— PROBLEM TO SOLVE —
Pull out every line of the material that contains the string "plastic", treating uppercase and lowercase letters as different.

— EXERCISE MATERIALS —
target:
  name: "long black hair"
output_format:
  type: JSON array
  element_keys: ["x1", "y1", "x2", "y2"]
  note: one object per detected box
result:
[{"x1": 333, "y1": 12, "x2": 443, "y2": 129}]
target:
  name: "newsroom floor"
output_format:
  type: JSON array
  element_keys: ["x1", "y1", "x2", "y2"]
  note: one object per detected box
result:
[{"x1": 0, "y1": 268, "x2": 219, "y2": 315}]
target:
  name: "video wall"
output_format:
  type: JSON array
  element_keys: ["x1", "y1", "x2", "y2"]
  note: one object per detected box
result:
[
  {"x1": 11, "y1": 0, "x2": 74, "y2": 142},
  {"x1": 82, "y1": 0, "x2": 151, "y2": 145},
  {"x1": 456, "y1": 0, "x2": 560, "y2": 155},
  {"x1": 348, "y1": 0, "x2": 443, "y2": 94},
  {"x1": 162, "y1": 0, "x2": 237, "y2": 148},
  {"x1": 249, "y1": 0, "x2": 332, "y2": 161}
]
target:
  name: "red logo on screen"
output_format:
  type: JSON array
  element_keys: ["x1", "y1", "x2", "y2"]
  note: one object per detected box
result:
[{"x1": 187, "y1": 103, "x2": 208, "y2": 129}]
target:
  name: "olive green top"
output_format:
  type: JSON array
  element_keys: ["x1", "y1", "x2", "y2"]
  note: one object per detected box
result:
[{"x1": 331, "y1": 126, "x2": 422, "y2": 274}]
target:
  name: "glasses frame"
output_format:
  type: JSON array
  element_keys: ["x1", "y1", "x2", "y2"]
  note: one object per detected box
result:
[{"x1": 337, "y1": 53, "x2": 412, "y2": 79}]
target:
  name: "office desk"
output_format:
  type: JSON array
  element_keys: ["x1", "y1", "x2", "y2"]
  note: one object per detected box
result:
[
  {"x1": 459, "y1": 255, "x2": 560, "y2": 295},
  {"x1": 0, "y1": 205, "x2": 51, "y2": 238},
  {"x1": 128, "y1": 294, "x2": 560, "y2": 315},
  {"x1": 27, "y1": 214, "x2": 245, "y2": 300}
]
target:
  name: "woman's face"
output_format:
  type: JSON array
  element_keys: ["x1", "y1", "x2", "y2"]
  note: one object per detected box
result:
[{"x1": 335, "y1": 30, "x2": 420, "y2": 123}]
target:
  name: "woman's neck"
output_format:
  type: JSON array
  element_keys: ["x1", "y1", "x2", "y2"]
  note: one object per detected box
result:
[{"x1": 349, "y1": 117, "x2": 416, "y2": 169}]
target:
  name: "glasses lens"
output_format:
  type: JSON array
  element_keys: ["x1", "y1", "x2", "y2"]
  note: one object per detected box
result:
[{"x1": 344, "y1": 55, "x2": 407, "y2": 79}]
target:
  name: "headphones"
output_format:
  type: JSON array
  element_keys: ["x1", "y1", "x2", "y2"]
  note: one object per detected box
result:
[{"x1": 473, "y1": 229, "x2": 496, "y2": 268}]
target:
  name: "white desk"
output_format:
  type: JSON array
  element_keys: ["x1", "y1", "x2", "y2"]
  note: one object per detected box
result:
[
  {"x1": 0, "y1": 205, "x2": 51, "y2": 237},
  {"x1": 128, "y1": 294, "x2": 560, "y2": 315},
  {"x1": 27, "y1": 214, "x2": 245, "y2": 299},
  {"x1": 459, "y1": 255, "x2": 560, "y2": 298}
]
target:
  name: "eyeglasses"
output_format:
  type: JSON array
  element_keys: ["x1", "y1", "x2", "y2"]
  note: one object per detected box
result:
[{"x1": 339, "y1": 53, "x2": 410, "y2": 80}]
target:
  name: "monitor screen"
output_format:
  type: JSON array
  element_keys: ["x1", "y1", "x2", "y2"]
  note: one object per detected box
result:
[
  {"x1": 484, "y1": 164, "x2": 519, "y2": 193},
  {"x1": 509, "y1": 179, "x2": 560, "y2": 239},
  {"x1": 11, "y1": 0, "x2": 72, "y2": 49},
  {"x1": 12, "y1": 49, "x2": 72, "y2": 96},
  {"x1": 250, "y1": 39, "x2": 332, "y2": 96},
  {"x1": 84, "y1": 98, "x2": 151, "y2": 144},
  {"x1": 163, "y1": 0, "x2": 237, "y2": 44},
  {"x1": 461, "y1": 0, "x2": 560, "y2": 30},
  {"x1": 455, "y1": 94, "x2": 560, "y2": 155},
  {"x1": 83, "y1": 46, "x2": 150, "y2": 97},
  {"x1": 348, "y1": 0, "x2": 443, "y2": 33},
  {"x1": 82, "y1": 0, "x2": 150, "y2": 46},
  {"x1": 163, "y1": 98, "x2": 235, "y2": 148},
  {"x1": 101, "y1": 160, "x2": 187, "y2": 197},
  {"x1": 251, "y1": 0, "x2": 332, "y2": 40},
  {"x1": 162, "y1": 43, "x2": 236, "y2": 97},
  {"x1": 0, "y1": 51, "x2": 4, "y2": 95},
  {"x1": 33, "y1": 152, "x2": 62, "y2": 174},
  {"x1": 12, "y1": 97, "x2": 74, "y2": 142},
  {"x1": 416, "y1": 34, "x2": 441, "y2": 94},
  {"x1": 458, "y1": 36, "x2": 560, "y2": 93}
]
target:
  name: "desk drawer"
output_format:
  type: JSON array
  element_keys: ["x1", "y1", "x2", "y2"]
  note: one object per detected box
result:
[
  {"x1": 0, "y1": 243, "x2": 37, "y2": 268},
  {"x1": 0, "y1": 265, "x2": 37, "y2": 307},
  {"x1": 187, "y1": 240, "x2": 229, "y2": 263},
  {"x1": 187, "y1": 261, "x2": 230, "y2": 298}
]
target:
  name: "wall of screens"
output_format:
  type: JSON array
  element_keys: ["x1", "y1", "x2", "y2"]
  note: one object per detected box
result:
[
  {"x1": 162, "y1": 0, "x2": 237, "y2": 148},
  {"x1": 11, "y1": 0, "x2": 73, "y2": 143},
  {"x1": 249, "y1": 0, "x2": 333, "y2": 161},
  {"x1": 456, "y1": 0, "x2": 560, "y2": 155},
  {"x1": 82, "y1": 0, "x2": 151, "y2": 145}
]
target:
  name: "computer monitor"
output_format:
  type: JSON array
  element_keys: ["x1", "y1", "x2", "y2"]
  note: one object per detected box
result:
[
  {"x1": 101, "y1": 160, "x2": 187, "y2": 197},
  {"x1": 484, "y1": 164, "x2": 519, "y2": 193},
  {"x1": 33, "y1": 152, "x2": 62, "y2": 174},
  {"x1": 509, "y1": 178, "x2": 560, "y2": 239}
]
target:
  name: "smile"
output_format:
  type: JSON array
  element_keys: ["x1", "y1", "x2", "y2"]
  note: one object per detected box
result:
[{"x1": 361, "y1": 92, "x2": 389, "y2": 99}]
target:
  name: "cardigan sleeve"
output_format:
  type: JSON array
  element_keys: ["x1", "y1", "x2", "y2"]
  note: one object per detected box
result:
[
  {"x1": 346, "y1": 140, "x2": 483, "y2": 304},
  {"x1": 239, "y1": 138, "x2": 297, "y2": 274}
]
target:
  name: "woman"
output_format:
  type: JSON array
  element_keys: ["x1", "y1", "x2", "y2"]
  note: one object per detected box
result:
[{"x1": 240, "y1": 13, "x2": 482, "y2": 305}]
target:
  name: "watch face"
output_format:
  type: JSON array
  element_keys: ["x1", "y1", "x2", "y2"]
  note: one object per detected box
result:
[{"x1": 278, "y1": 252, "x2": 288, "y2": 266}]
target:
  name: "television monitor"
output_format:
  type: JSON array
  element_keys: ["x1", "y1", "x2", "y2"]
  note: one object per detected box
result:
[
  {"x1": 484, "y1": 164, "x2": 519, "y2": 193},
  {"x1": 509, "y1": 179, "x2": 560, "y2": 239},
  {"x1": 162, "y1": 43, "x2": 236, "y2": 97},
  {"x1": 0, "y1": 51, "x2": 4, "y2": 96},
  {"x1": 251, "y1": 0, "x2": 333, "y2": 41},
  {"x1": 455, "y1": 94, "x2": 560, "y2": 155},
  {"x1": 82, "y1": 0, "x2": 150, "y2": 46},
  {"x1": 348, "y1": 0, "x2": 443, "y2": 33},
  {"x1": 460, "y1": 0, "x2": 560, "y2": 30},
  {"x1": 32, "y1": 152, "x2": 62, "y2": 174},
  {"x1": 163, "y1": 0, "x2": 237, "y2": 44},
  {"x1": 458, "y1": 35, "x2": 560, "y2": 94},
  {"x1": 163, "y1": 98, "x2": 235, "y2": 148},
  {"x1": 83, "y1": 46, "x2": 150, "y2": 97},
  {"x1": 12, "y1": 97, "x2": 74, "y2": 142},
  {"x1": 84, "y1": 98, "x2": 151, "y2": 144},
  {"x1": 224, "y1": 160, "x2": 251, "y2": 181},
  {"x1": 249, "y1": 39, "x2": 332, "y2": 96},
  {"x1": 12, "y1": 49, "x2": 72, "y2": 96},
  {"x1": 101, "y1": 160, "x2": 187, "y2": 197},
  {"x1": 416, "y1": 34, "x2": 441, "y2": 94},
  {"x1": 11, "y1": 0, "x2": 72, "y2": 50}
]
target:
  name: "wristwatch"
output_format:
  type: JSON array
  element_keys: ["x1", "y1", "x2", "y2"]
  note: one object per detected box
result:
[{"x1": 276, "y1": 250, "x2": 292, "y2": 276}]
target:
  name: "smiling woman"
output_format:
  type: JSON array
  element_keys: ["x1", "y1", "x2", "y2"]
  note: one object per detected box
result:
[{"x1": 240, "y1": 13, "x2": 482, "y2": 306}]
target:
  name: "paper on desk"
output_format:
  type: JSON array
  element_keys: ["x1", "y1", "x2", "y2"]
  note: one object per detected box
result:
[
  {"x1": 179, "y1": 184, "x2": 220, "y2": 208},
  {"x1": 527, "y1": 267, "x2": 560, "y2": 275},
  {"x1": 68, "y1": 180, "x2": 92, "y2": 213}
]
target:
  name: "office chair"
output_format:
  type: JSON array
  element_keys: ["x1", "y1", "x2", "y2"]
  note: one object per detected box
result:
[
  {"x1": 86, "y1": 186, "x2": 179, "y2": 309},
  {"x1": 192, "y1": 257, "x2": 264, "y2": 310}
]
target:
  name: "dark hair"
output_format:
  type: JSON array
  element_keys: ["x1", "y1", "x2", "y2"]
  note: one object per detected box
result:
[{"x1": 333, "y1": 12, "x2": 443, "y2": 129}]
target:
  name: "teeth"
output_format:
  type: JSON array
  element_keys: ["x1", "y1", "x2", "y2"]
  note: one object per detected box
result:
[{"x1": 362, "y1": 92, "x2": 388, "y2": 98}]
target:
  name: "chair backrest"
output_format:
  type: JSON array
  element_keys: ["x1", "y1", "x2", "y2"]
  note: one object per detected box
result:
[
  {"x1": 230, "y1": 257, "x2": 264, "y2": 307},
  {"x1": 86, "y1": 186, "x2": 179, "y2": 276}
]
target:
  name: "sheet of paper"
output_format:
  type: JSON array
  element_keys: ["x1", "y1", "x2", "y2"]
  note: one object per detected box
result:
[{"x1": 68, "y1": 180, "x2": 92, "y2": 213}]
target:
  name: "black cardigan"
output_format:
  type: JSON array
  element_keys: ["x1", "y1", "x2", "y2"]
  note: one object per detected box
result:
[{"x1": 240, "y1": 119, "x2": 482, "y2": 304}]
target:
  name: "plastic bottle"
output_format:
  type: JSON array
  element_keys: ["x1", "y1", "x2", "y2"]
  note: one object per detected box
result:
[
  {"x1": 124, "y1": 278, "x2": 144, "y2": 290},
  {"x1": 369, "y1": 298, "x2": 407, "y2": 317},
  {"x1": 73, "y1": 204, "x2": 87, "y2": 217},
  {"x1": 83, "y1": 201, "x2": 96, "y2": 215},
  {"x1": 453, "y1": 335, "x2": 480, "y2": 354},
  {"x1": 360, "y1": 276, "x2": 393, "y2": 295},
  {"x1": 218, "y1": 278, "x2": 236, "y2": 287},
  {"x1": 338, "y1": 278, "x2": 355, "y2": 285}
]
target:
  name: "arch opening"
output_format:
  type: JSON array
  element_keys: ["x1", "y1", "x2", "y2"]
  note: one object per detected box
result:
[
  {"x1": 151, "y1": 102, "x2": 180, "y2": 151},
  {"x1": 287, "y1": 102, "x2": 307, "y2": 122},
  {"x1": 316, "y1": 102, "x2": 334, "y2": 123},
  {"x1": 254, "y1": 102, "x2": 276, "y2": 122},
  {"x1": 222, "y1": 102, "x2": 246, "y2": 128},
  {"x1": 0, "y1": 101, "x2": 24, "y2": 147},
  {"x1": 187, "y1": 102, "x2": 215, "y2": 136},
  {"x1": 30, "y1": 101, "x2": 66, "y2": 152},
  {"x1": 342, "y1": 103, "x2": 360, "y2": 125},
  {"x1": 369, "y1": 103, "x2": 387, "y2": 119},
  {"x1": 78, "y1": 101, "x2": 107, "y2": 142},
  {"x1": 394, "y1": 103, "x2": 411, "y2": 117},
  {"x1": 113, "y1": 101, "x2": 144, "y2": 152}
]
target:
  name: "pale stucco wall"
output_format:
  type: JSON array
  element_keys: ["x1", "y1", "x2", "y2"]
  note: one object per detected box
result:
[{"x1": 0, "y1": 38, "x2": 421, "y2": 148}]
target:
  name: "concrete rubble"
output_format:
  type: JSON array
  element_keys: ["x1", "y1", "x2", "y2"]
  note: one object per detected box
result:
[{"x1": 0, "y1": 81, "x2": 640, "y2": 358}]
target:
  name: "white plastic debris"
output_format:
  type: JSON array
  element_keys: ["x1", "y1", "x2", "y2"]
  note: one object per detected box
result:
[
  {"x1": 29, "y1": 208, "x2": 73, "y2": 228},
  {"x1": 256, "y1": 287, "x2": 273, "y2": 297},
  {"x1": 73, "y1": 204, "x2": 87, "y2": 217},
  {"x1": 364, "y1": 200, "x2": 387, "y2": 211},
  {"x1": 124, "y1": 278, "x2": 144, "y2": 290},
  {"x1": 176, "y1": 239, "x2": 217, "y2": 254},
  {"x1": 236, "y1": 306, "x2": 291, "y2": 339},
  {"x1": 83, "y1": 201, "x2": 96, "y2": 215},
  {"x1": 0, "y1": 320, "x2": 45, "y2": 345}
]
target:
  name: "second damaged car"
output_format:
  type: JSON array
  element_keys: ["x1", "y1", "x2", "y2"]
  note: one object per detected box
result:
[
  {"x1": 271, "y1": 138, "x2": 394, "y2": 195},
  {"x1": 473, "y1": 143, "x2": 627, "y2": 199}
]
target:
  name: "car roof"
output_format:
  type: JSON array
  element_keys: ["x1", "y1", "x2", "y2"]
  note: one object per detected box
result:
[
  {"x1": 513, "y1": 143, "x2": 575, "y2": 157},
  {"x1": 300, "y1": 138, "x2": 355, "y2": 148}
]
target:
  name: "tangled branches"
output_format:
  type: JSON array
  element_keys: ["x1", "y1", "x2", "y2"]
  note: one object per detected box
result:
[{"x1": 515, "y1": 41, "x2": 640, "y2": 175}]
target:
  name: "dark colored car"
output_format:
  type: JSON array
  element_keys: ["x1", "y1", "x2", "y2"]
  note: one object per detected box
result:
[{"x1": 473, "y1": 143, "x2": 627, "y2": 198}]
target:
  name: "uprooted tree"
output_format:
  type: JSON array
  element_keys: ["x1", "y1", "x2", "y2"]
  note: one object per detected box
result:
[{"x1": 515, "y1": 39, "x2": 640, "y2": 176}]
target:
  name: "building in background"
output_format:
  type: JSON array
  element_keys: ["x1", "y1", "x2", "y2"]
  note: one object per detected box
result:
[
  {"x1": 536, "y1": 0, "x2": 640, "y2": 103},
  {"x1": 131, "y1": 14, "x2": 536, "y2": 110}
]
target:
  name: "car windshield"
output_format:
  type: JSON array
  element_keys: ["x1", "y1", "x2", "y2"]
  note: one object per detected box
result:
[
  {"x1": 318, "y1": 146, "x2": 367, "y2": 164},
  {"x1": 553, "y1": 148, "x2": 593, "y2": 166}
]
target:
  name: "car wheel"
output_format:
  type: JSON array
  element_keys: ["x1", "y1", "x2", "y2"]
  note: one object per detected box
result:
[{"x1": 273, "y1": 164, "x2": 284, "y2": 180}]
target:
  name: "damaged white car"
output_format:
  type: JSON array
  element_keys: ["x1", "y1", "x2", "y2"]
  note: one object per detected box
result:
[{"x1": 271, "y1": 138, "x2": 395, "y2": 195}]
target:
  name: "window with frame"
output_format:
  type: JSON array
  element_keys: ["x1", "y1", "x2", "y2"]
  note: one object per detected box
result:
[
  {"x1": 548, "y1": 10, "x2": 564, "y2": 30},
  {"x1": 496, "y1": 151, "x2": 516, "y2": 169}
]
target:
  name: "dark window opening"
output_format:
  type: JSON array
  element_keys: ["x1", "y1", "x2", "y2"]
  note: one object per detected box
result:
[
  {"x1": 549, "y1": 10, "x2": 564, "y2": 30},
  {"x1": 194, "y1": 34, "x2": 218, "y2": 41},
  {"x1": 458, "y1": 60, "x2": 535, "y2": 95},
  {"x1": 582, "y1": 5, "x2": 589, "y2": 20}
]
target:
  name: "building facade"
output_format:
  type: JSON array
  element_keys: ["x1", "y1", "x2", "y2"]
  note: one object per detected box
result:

— THE COMPLETED TASK —
  name: "plastic bottle"
  name: "white plastic debris"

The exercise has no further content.